→ **What the exercise asks**
Where does the string "porcupine" occur in the records? Copy each line that holds it.

[Entries taken from a collection]
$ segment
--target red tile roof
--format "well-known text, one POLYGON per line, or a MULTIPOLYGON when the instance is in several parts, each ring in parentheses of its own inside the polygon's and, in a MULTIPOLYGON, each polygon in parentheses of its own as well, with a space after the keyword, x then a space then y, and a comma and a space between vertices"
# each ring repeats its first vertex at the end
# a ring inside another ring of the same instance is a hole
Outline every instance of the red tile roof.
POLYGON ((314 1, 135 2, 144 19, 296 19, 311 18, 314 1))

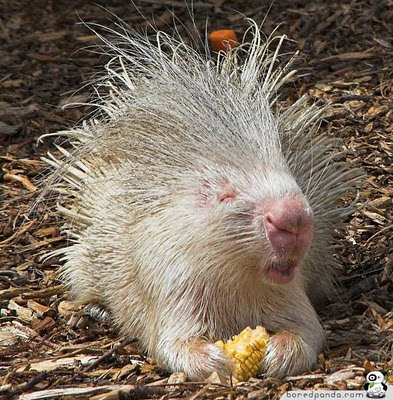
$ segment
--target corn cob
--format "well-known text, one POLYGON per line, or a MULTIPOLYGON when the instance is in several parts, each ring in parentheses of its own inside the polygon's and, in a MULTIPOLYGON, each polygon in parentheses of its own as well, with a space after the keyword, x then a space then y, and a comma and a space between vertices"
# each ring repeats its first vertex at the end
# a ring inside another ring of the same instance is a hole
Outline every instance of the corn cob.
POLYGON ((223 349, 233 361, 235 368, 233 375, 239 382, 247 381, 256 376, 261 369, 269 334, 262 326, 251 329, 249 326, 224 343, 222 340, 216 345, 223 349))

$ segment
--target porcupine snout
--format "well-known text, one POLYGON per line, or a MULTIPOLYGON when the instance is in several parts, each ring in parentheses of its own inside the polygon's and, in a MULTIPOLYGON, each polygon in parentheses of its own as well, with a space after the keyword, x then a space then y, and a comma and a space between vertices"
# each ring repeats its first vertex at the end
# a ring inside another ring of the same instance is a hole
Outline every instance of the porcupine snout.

→ **Task answer**
--target porcupine snout
Outline every instance of the porcupine snout.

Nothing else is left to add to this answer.